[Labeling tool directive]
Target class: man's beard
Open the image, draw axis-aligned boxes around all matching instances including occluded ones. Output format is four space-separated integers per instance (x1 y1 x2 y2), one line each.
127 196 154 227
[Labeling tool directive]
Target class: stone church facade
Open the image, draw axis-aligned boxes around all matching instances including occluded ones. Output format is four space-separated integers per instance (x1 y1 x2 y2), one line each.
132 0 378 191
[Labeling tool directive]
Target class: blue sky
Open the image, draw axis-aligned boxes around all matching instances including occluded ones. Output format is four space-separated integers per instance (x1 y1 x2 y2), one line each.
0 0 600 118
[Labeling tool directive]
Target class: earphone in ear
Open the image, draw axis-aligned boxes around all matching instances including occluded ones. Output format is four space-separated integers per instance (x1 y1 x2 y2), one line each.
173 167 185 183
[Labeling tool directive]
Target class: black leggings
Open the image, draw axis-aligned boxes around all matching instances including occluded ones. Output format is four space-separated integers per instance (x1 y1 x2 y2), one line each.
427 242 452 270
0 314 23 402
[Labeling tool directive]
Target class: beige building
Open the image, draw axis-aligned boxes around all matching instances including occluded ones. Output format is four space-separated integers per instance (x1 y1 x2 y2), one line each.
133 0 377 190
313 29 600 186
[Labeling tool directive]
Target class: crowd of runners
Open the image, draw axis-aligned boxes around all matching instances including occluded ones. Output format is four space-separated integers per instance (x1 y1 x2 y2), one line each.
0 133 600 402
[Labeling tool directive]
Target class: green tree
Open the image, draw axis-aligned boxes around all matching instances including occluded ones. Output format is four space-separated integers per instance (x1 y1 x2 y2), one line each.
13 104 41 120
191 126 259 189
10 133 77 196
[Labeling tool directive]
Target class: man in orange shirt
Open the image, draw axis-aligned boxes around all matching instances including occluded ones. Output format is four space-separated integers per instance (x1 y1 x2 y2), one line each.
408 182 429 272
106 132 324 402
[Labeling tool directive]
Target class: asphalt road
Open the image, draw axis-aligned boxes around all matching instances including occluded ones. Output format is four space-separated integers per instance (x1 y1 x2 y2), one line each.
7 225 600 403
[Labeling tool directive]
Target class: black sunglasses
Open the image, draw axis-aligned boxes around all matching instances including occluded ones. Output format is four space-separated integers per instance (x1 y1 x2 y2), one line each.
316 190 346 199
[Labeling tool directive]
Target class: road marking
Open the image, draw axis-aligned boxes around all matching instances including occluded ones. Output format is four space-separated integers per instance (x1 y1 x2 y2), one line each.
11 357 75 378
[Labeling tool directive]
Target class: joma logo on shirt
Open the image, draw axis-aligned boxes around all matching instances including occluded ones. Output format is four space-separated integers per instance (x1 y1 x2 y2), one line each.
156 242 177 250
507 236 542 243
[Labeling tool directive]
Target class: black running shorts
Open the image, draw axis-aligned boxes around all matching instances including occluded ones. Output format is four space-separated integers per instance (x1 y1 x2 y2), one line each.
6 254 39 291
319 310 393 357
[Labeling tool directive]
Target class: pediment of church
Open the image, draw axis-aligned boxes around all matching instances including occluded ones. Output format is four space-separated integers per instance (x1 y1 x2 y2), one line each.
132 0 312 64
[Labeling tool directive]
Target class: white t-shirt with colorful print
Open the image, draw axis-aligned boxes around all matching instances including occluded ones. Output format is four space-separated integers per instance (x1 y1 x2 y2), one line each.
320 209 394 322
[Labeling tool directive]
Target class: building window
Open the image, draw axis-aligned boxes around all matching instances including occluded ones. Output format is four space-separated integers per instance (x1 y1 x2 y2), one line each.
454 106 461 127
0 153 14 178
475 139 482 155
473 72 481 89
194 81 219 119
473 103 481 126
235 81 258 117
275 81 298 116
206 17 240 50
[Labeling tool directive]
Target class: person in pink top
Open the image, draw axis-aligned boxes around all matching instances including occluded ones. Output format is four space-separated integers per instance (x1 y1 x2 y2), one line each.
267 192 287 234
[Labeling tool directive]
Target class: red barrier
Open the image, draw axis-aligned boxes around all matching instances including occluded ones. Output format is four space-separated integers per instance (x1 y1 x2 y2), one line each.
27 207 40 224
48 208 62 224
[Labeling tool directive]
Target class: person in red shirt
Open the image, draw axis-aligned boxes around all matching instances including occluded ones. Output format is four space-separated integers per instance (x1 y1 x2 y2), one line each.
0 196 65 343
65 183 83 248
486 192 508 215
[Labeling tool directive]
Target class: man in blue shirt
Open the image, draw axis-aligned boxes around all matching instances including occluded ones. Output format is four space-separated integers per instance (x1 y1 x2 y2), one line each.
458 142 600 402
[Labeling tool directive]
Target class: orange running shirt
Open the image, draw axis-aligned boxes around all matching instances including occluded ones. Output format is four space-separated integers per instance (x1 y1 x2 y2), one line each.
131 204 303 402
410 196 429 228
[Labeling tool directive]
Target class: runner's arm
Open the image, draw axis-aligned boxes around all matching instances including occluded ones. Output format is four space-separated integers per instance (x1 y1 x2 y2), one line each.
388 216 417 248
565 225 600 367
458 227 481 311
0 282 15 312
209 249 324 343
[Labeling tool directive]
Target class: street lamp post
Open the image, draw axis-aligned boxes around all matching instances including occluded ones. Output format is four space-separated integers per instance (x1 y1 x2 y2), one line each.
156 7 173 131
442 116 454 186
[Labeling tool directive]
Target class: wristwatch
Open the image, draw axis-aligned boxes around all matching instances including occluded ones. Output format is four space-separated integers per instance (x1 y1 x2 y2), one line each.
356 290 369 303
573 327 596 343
------------------------------------
**EXERCISE INSTRUCTIONS:** Render the items from the first line through the line containing "173 167 185 183", both included, as a two-column CSV with the header item_text,answer. Give one row per item, with its text and its answer each in a single quoted field and every line break replaced by a space.

**FULL RESPONSE:**
item_text,answer
"[Labeling tool directive] Target class: man's beard Open the image, draw axis-aligned boxes around all matching instances including occluded ones. Output format is four space-separated integers per instance (x1 y1 x2 y2), one line each.","127 196 154 227"
"[Labeling tool directive] Target class: stone church facade Open the image, draw axis-aligned boxes around all matching instances including occluded ones. Output format is four space-separated integers per instance (x1 y1 x2 y2), one line each.","132 0 378 191"
"[Labeling tool directive] Target class: blue sky Open the image, draw axis-aligned boxes around all matching instances including occluded ones. Output format is four space-separated integers per instance (x1 y1 x2 y2), one line each.","0 0 600 118"
"[Labeling tool directive] Target class: earphone in ear Open the image, draw axis-aligned boxes around all matching instances including occluded ones. Output format is four space-separated integers per instance (x1 y1 x2 y2), one line each.","173 167 185 183"